__EXCERPT PROVIDED__.
The differences that divide us

Posted

2021/05/artist-lane-feature-image-e1622514076309.jpg

By Betty Slade

Differences of ideas, culture and religion have become a threat to many peoples’ way of life. To feel safe, we make up our minds to reject any new thought that doesn’t line up with ours. But, this shortsightedness can be a looking glass lacking clarity of view. 

In the book by Gregory Boyle, “Tattoos on the Heart,” he writes about how society renders certain members of the human race as outcast or those to be feared. Take the man with a tattooed face and body, for example. It is easy to immediately assume he is someone dangerous. 

Our reaction in judging others may come from our own façade, the one we hide behind — a mask we wear so others see us for who we want them to see, not for who we truly are. 

Boyle, founder of Homeboy Industries, runs a gang intervention program. His organization has become synonymous with rescuing young men from the hands of drugs and violence.

Dataset rows about object locations:
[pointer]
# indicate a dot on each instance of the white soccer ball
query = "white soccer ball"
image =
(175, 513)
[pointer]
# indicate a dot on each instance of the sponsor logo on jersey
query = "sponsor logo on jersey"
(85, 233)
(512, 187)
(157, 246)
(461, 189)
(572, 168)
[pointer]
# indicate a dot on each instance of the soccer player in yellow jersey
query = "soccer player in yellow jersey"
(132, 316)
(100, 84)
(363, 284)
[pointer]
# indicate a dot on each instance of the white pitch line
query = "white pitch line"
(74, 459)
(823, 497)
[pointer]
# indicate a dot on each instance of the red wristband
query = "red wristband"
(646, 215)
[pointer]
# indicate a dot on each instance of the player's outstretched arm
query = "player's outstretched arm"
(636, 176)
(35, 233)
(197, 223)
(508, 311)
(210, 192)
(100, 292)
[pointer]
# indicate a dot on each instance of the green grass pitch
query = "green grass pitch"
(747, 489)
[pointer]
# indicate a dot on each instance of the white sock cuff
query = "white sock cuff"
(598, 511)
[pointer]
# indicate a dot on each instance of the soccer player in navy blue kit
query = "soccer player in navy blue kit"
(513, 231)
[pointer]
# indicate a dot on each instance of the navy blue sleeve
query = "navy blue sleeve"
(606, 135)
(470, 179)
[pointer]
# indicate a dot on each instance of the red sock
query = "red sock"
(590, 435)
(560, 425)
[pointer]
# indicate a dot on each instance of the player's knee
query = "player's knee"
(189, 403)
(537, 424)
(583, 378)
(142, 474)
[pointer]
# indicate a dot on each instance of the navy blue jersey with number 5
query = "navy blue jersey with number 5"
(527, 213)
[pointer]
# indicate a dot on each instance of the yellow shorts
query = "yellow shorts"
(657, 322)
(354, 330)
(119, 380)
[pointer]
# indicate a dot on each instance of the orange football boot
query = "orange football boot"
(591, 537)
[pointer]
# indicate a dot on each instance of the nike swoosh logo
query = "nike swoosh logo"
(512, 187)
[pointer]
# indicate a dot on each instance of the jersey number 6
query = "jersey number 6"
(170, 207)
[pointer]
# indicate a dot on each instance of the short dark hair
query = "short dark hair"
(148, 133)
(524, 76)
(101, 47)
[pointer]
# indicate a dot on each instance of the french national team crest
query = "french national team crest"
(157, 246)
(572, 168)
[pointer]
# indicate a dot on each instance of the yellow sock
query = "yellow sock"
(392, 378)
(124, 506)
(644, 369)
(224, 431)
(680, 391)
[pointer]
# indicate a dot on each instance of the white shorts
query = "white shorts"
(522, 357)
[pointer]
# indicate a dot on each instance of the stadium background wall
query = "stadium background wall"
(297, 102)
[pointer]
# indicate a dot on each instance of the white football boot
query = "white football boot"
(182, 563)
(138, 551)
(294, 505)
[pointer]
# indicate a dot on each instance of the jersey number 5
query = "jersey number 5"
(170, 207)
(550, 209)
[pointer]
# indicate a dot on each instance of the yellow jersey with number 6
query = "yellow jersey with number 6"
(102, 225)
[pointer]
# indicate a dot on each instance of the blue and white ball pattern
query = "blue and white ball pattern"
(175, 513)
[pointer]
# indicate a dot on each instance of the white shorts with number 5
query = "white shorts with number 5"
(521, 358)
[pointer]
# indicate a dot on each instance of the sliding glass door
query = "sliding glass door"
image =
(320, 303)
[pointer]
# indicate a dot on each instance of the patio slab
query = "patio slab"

__TASKS TO CARRY OUT__.
1) Which book by Gregory Boyle does the column on differences that divide us cite?
2) Resume the column on differences that divide us, starting after its last sentence.
These rows have no connection to the column.

__OUTPUTS IN ORDER__.
1) "Tattoos on the Heart."

2)
Their badge of honor? Wearing ink that represents who they belong to, a family that gives them value and identity. 

Differences in family are not limited to tattoos that mark an affiliation or define an outer appearance. Sometimes these differences present themselves in the form of a belief or doctrine. 

For many years, my life has been different from the world my family came from. I was born and raised in the San Luis Valley. Those who share in my beginnings understand the badge of honor and pride that holds. 

There is, however, one major difference that separates me from my family. I did not share the same religious belief. 

Last weekend, I, along with many others, attended the grave-side service of a cousin who recently passed. Afterward, several of us went to the family plot where we could pray together. It was in that moment when I saw us as one, not as those who were divided by belief. 

For 60 years, there has always been a wall as big as Wolf Creek Pass itself standing between “the insiders and the outsiders” of the Valley. This wall represents a stand I have taken — by grace we are saved through Jesus Christ. 

Paul wrote in I Corinthians 13 what love is, and is not. He explains love as who we were in the past, who we are now and how we will be known in the future. He also wrote that we see dimly, until such a time as love allows us to see beyond our differences.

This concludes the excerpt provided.